_ИСХОДНЫЙ ОТРЫВОК_.

Хуже того. Мятеж помог большевикам. Загнанные в подполье после провала своего июльского выступления, большевики, сыгравшие важную роль в подавлении мятежа, себя почти легитимизировали. Из тюрем вышли даже те немногие, кого Временное правительство решилось арестовать. Скажем, Троцкий вышел под залог, внесенный Петроградским советом профсоюзов.
Как показалось тогда многим умеренным политикам, главная угроза для демократии исходит справа. В России все чаще стали вспоминать сомнительный афоризм Клемансо: «У демократии нет врагов слева».
С трудом усидевший в своем кресле Керенский назначил главнокомандующим вместо Корнилова генерала Духонина. Военным министром стал Верховский. Но на очень краткое время. Новый министр не продержался даже до октябрьского переворота, поскольку и он считал, что столь слабый премьер спасти Россию не способен. Верховский не требовал немедленного сепаратного мира, но считал, что правительство обязательно должно назначить дату начала мирных переговоров. А главное заявлял, что в любом случае России нужна сильная личная власть. Керенскому это не понравилось. Уже на следующий день после такого заявления Верховского сначала отправили в двухнедельный отпуск, а затем на пост военного министра назначили уж совсем бесцветную личность генерал-квартирмейстера Маниковского. О котором сегодня вообще никто не помнит.
Дополнительная информация по теме ...
Фрагмент из книги Николая Головина «Россия в Первой Мировой войне» [1]:
Генерал Л.Г. Корнилов
«Вступление генерала Корнилова в Верховное главнокомандование означало поворот к восстановлению дисциплины в армии. В этом отношении генерал Корнилов проявил большое гражданское мужество и настойчивость. Прежде чем принять предложенное ему Временным правительством Верховное главнокомандование, он поставил последнему совершенно определенные требования, выполнение которых он считал необходимым для восстановления дисциплины в армии и без которых он категорически отказывался принять командование. В числе этих мер [475] генерал Корнилов требовал восстановления отмененных в начале революции полевых судов и смертной казни.

_ЗАДАЧА_. Выпишите из отрывка о мятеже фамилии всех упомянутых в нём людей в порядке их появления.

_СТРОКИ_.
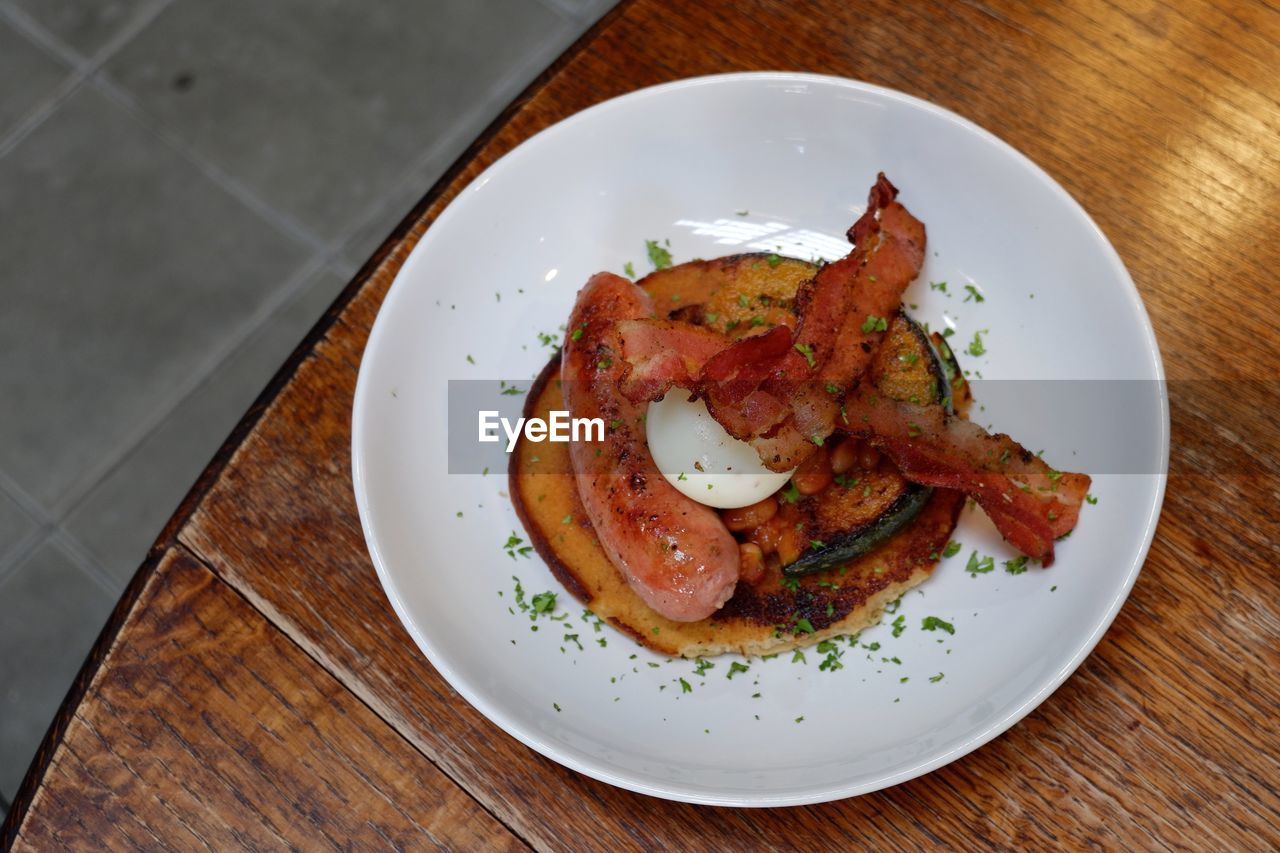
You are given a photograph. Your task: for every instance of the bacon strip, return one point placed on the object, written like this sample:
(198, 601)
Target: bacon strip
(833, 342)
(663, 354)
(1029, 502)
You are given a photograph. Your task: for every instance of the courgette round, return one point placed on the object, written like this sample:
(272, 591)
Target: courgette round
(906, 368)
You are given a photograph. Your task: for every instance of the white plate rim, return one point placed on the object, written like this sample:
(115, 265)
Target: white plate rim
(675, 792)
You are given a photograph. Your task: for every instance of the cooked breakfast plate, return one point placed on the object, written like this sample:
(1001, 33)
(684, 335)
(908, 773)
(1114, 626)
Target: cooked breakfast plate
(868, 602)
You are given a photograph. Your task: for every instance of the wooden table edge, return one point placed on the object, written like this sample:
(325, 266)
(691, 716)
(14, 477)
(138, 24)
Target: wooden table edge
(168, 537)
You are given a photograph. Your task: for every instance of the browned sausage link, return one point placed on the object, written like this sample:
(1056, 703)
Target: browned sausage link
(748, 518)
(814, 473)
(844, 456)
(675, 553)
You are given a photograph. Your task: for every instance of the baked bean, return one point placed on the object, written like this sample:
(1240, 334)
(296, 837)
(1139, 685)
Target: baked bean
(750, 516)
(814, 473)
(752, 560)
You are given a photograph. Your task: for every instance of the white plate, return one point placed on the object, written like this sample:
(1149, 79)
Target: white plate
(677, 162)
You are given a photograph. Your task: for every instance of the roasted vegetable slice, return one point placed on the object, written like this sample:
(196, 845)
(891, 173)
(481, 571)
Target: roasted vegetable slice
(869, 502)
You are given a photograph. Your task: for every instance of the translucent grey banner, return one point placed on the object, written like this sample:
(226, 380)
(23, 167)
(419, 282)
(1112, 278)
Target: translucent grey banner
(1092, 427)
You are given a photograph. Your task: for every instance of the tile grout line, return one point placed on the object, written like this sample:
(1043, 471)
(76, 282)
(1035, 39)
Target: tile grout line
(330, 255)
(323, 254)
(81, 67)
(283, 222)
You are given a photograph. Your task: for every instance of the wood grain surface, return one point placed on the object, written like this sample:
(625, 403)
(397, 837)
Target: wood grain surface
(1160, 118)
(208, 728)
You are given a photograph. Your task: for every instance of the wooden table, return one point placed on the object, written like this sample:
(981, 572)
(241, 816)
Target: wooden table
(254, 687)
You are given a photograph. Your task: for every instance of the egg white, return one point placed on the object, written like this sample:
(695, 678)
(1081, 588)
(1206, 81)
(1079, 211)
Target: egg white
(702, 460)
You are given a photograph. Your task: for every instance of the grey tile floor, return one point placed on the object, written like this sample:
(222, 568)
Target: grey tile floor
(184, 186)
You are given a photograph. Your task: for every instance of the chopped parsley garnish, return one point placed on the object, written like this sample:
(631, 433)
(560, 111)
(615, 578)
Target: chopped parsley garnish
(977, 566)
(807, 351)
(658, 256)
(1016, 566)
(874, 324)
(933, 623)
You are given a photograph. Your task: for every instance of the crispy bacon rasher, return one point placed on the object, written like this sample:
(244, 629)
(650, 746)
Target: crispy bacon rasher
(841, 316)
(784, 391)
(1029, 502)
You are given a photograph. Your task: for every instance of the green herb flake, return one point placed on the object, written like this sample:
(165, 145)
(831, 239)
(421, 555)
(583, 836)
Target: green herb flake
(933, 624)
(807, 351)
(977, 566)
(658, 256)
(874, 324)
(1016, 566)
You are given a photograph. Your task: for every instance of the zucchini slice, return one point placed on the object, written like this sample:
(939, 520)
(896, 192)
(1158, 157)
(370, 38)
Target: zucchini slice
(864, 507)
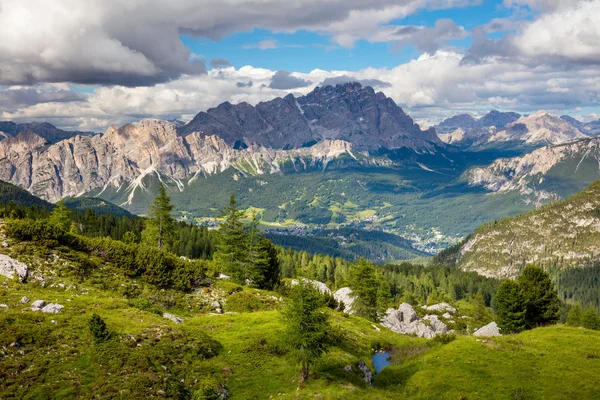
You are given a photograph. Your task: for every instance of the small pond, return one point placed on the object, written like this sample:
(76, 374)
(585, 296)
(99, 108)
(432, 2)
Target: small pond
(381, 360)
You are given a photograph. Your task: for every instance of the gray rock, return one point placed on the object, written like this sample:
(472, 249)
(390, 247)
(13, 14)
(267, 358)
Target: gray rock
(368, 375)
(441, 307)
(405, 320)
(345, 295)
(37, 305)
(173, 318)
(52, 308)
(489, 330)
(320, 286)
(10, 267)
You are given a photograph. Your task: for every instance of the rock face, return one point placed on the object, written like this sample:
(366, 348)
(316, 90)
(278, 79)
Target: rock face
(320, 286)
(348, 112)
(405, 320)
(539, 175)
(368, 374)
(9, 267)
(345, 295)
(173, 318)
(489, 330)
(331, 127)
(539, 129)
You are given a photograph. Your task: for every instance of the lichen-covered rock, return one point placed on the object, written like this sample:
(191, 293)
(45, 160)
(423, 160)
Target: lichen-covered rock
(489, 330)
(344, 295)
(52, 308)
(320, 286)
(368, 374)
(441, 307)
(405, 320)
(10, 267)
(173, 318)
(37, 305)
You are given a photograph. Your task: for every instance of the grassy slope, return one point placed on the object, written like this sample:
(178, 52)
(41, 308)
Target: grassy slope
(60, 360)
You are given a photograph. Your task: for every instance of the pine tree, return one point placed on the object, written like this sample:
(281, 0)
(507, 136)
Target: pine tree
(232, 247)
(575, 316)
(364, 287)
(62, 216)
(543, 305)
(589, 319)
(160, 230)
(306, 327)
(511, 307)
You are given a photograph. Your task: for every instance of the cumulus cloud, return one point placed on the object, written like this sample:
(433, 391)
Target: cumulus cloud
(337, 80)
(220, 63)
(134, 43)
(285, 81)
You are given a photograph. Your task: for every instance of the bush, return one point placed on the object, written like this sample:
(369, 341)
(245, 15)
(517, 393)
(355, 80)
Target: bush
(98, 329)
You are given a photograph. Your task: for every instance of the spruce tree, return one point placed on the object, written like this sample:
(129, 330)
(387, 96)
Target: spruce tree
(543, 305)
(62, 216)
(160, 230)
(306, 327)
(511, 307)
(231, 253)
(364, 285)
(574, 318)
(589, 319)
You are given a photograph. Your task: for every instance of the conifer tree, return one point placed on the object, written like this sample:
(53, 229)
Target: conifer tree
(589, 319)
(232, 247)
(306, 327)
(574, 318)
(62, 216)
(511, 307)
(364, 285)
(160, 228)
(543, 305)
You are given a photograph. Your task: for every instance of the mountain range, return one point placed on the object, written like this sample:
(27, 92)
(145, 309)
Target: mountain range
(340, 156)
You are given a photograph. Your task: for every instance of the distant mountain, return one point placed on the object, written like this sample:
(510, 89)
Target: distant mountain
(591, 128)
(535, 130)
(548, 173)
(557, 236)
(349, 112)
(45, 130)
(466, 122)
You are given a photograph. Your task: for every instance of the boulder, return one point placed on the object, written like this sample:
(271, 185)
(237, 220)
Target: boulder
(320, 286)
(441, 307)
(345, 295)
(52, 308)
(435, 324)
(368, 375)
(173, 318)
(405, 320)
(489, 330)
(10, 267)
(37, 305)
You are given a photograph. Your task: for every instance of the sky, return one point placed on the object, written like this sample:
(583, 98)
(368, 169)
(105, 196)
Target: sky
(87, 64)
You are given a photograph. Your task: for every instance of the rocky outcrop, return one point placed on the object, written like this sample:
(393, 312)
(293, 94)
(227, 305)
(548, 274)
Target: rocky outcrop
(489, 330)
(405, 320)
(49, 308)
(10, 268)
(320, 286)
(367, 373)
(348, 112)
(173, 318)
(344, 295)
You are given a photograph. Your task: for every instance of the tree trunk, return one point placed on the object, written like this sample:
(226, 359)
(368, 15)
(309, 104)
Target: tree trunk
(304, 372)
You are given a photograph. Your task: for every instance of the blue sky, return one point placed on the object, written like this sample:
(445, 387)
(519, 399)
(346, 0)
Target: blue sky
(304, 51)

_РЕЗУЛЬТАТ_. Троцкий, Клемансо, Керенский, Корнилов, Духонин, Верховский, Маниковский, Головин